▶ _Excerpt provided_

NTAGI to consider administering ‘additional’ dose of COVID-19 vaccine to immunocompromised people
New Delhi: The issue of administering ‘additional’ dose of COVID-19 vaccine to immunocompromised individuals will be deliberated upon in the meeting of the National Technical Advisory Group on Immunisation scheduled to be held on December 06, official sources said.
According to officials, an additional dose of vaccine is different from a booster dose.
A booster dose is given to an individual after a predefined period when the immune response due to primary vaccination is presumed to have declined, while additional dose is given to immunocompromised and immunosuppressed individuals when primary schedule of vaccination does not provide adequate protection from the infection and disease, they explained.
Recently, the Serum Institute of India (SII) sought from the drug regulator an approval for Covishield as a booster dose against the novel coronavirus infection.
In an application to the Drugs Controller General of India (DCGI), Prakash Kumar Singh, Director, Government and Regulatory Affairs at SII, said UK-MHRA has already approved the booster dose for AstraZeneca ChAdOx1 nCoV-19 vaccine, while citing there is no shortage of Covishield in India and that there is a demand for booster dose from those who have already taken two doses in view of the ongoing pandemic and emergence of new strains.
In its bulletin dated November 29, the Indian SARS-CoV-2 Consortium on Genomics (INSACOG) recommended booster dose of COVID-19 vaccines for those above 40 years with preference to high-risk and high-exposure population.
However, on Saturday it said its recommendation was not for the national immunisation programme as many more scientific experiments are required to assess its impact.
Regarding the administration of booster doses, Union Health Minister Mansukh Mandaviya had recently informed the Lok Sabha that the National Technical Advisory Group on Immunization (NTAGI) and the National Expert Group on Vaccine Administration for COVID-19 (NEGVAC) were deliberating and considering scientific evidences related to this aspect.
“For now the issue of booster dose is not on the agenda as studies are being conducted to ascertain its need and value.
“The issue of administering additional dose of COVID-19 to immunocompromised and immunosuppressed individuals will be deliberated upon in the meeting of NTAGI which will be held on December 06,” an official source said.
Basically, cancer patients on therapy, transplants patients, AIDS patients, among others, fall in such categories and need additional dose (third dose) vaccine to improve their protection.
Even amid emergence of new variants like Omircron, vaccination remains one of the strongest pillars of protection against disease and infection, experts said.
While there is no evidence to suggest that existing vaccines do not work on the Omicron variant of SARS-CoV-2, some of the mutations reported may decrease the efficacy of the jabs, the Union health ministry said while underscoring definitive evidence for the new variant’s increased remission and immune evasion, is awaited.
“While, there is no evidence to suggest that existing vaccines do not work on Omicron, some of the mutations reported on Spike gene may decrease the efficacy of existing vaccines.
“However, vaccine protection is also by antibodies as well as by cellular immunity, which is expected to be relatively better preserved. Hence, vaccines are expected to still offer protection against severe disease and, vaccination with the available vaccines is crucial. If eligible, but not vaccinated, one should get vaccinated,” the ministry said in a list of frequently asked questions (FAQs).
It is important to highlight that Omicron has been declared ‘variant of concern’ (VoC) based on the observed mutations, their predicted features of increased transmission and immune evasion, and preliminary evidence of detrimental change in COVID-19 epidemiology, such as increased reinfections.
The definitive evidence for increased remission and immune evasion is awaited, according to the WHO.

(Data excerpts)
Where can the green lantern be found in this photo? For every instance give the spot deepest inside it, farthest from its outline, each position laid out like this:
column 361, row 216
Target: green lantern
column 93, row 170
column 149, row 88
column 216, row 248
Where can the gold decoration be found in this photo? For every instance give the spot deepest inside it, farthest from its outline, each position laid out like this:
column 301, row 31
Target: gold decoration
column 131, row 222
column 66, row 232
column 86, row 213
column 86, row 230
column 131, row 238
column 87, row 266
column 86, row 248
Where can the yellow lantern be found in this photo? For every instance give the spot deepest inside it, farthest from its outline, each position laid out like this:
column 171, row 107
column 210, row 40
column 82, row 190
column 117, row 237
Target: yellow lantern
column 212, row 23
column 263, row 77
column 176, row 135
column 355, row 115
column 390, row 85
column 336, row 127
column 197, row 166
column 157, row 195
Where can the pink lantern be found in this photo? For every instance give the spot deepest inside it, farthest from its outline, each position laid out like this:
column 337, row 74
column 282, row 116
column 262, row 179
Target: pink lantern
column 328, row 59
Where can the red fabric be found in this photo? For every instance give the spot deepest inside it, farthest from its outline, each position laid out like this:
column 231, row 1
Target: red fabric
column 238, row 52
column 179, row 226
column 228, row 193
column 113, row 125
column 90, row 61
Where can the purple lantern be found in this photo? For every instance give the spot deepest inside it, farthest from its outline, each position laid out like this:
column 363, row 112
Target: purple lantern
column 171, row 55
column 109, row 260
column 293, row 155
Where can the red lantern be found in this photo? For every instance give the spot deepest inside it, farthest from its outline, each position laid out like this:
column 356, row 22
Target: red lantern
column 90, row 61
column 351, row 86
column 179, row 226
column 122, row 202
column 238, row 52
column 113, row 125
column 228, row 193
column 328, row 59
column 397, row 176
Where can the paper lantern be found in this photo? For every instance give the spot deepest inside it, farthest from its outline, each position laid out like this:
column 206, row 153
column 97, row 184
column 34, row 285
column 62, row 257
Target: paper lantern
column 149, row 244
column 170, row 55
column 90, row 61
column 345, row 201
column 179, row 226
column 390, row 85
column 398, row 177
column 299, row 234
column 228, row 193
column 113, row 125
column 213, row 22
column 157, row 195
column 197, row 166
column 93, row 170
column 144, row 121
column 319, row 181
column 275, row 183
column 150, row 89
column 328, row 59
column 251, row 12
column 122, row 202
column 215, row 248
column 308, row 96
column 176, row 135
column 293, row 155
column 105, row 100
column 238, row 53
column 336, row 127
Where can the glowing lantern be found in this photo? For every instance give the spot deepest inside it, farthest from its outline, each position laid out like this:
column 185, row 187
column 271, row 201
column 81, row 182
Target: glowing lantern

▶ _Exercise details_
Reproduce word for word the passage of the article on the NTAGI meeting about an additional COVID-19 vaccine dose, covering everything from "Even amid emergence" down to "infection, experts said.".

▶ _Solved exercise_
Even amid emergence of new variants like Omircron, vaccination remains one of the strongest pillars of protection against disease and infection, experts said.